++++ Aangeleverd fragment

In deze zaak hebben twee passagiers een vordering ingesteld tegen Austrian Airlines vanwege vertraging van hun vlucht. De passagiers hadden een vervoersovereenkomst met de luchtvaartmaatschappij voor een reis van Belgrado naar Wenen en vervolgens naar Amsterdam op 19 augustus 2019. Door een vertraging van vlucht OS774, die het gevolg was van een eerder vertraagde vlucht en opgelegde CTOT's door de luchtverkeersleiding, hebben de passagiers hun aansluitende vlucht gemist en zijn zij met meer dan drie uur vertraging op hun eindbestemming aangekomen. De passagiers vorderden compensatie op basis van de Europese Verordening (EG) nr. 261/2004, die hen recht geeft op compensatie bij langdurige vertraging van vluchten.
Austrian Airlines heeft de vordering betwist en aangevoerd dat de vertraging het gevolg was van buitengewone omstandigheden, zoals instructies van de luchtverkeersleiding en weersomstandigheden. De kantonrechter heeft vastgesteld dat de passagiers met meer dan drie uur vertraging zijn aangekomen en dat Austrian Airlines in beginsel gehouden is tot compensatie, tenzij zij kan aantonen dat de vertraging het gevolg was van buitengewone omstandigheden. De rechter heeft geoordeeld dat de opgelegde CTOT's aan te merken zijn als buitengewone omstandigheden, die buiten de controle van de luchtvaartmaatschappij lagen.
De kantonrechter heeft geconcludeerd dat Austrian Airlines voldoende maatregelen heeft genomen om de vertraging te beperken en dat de passagiers niet hebben aangetoond dat zij recht hebben op compensatie. De vordering van de passagiers is afgewezen en zij zijn veroordeeld tot betaling van de proceskosten.

++++++++
++++ Gegevensuittreksel

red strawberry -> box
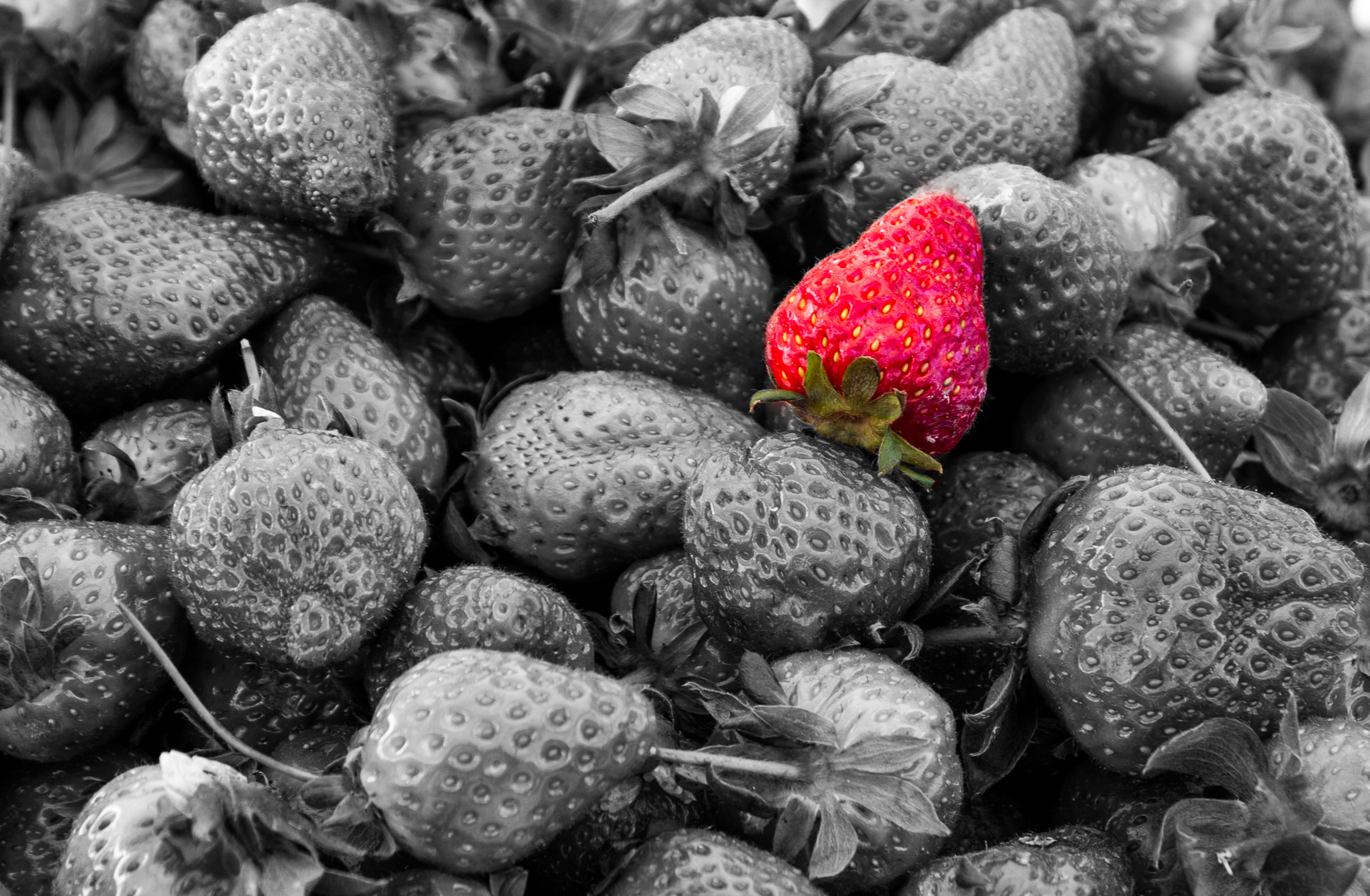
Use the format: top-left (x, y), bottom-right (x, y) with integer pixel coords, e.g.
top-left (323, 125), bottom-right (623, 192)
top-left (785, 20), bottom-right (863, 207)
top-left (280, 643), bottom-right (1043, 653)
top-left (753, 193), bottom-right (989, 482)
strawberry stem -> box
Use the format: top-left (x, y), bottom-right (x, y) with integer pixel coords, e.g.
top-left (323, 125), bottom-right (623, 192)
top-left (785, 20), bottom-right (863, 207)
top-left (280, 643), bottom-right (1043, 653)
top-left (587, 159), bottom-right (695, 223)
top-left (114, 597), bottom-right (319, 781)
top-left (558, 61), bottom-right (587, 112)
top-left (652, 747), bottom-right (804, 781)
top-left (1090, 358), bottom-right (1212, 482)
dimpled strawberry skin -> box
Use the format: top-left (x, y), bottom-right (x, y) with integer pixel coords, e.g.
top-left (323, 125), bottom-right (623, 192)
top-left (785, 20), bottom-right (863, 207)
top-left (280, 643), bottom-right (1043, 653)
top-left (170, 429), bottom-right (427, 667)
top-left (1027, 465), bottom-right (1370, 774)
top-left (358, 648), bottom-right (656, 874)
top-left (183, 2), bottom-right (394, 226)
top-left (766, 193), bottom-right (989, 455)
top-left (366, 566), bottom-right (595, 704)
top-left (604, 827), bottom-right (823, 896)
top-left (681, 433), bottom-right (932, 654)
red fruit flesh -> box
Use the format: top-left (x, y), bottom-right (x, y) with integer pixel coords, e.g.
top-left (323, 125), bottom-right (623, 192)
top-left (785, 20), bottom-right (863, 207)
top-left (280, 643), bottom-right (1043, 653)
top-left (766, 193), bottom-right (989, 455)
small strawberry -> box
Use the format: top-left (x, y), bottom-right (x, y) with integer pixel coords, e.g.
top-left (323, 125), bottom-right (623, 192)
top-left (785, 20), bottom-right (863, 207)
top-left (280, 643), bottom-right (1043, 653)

++++++++

== Studievragen ==
1. Wat besliste de kantonrechter volgens het aangeleverde fragment over de vordering van de passagiers?
2. Schrijf alstublieft het stuk uit het aangeleverde fragment letterlijk over, van "In deze zaak" tot en met "vertraging van vluchten.".

== Uitwerkingen ==
1. De vordering werd afgewezen en de passagiers werden veroordeeld tot betaling van de proceskosten.

2.
In deze zaak hebben twee passagiers een vordering ingesteld tegen Austrian Airlines vanwege vertraging van hun vlucht. De passagiers hadden een vervoersovereenkomst met de luchtvaartmaatschappij voor een reis van Belgrado naar Wenen en vervolgens naar Amsterdam op 19 augustus 2019. Door een vertraging van vlucht OS774, die het gevolg was van een eerder vertraagde vlucht en opgelegde CTOT's door de luchtverkeersleiding, hebben de passagiers hun aansluitende vlucht gemist en zijn zij met meer dan drie uur vertraging op hun eindbestemming aangekomen. De passagiers vorderden compensatie op basis van de Europese Verordening (EG) nr. 261/2004, die hen recht geeft op compensatie bij langdurige vertraging van vluchten.